- **The exercise**
Rewrite the rows below as a numbered list, omitting any blank lines.

- **Data for the task**
>>>>>
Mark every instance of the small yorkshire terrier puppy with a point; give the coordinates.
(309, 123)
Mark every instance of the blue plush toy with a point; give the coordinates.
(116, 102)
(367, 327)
<<<<<
- **Answer for this exercise**
1. Mark every instance of the small yorkshire terrier puppy with a point; give the coordinates.
2. (309, 123)
3. Mark every instance of the blue plush toy with a point; give the coordinates.
4. (116, 102)
5. (367, 327)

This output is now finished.